Z cyklu "Nieznani, a szkoda": Alojzy Ehrlich

Zasadniczym celem naszego cyklu jest przedstawiać naszym drogim i spragnionym wiedzy (to w razie gdybyście wiedzieli, gdzie mieszkamy) czytelnikom sportowców, którzy są zapomniani, a na to nie zasługują. Po kilkudziesięciu odcinkach myśleliśmy już, że będziemy musieli domalowywać wąsy na przykład Larry`emu Birdowi i udawać, że znaleźliśmy nowego świetnego białego koszykarza. Tymczasem Internet zaskakuje nas z każdym dniem i co jakiś czas mimowolnie natykamy się (leżą na kanapie, wyjadają bekon z lodówki, wpadamy na nich w windzie) na wielce zasłużonych sportowców, o których istnieniu pojęcia nie mieliśmy. Alojzy Ehrlich, polska przedwojenna pingpongowa maszyna jest świetnym tego przykładem.

Dane do zadań:
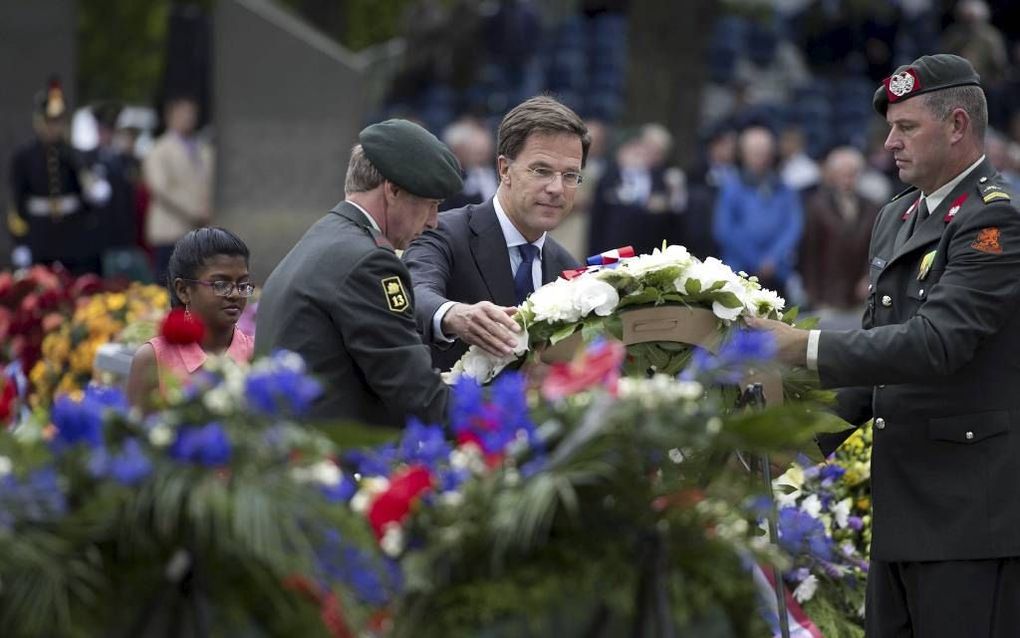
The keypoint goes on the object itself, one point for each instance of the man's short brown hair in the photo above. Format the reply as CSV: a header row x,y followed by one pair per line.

Zadania do wykonania:
1. Dlaczego według fragmentu o Alojzym Ehrlichu to właśnie on jest podany jako przykład? Odpowiedz w jednym do trzech zdań.
2. Przytocz dokładnie część fragmentu o Alojzym Ehrlichu, która zaczyna się od słów „Zasadniczym celem naszego”, a kończy na „świetnym tego przykładem.”.
3. Kontynuuj fragment o Alojzym Ehrlichu, zaczynając zaraz po jego ostatnim zdaniu.

Odpowiedzi do zadań:
1. Jest przykładem wielce zasłużonych sportowców, na których autorzy co jakiś czas mimowolnie natykają się w Internecie, choć wcześniej nie mieli pojęcia o ich istnieniu.

2.
Zasadniczym celem naszego cyklu jest przedstawiać naszym drogim i spragnionym wiedzy (to w razie gdybyście wiedzieli, gdzie mieszkamy) czytelnikom sportowców, którzy są zapomniani, a na to nie zasługują. Po kilkudziesięciu odcinkach myśleliśmy już, że będziemy musieli domalowywać wąsy na przykład Larry`emu Birdowi i udawać, że znaleźliśmy nowego świetnego białego koszykarza. Tymczasem Internet zaskakuje nas z każdym dniem i co jakiś czas mimowolnie natykamy się (leżą na kanapie, wyjadają bekon z lodówki, wpadamy na nich w windzie) na wielce zasłużonych sportowców, o których istnieniu pojęcia nie mieliśmy. Alojzy Ehrlich, polska przedwojenna pingpongowa maszyna jest świetnym tego przykładem.

3.
Nasz bohater urodził się w roku 1914 we wsi Bukowska na ziemiach ówczesnego Królestwa Galicji i Lodomerii, wchodzących wtedy w skład zaboru austriackiego. Królestwo Galicji i Lodomerii ze swoją nazwą sprzyjało narodzinom bohaterów pokroju Conanów, Gerlatów i innych Arthasów. Ehrlich jednak przebijał ich wszystkich. No przynajmniej na pingpongowych stołach.

W połowie lat 20. zaczął interesować się tenisem stołowym, kilka lat później jego przeciwnicy interesowali się już głównie tym, jak uciec przed grą z zawodnikiem żydowskiego klubu sportowego Hasmonea Lwów. W 1933 Ehrlich wraz ze swoją ekipą sięgnął po drużynowe Mistrzostwo Polski, rok później zorganizowano w naszym kraju pierwszy turniej o tytuł indywidualny. Tak, jak się spodziewano tryumfował nasz bohater. 21-letni pingponogowy fenomen rok później pokazał, że niespodzianek nie lubi i swój wyczyn powtórzył rok później, dokładając do tego brąz mistrzostw świata. Rangę tego osiągnięcia obniża nieco fakt, że wszyscy Chińczycy zajęci byli w tym czasie przygotowaniami do igrzysk w Pekinie i byciem okupowanymi przez Japończyków. W 1934 Ehrlich zajął 8. miejsce w plebiscycie ''Przeglądu Sportowego'' na Najlepszego Polskiego Sportowca.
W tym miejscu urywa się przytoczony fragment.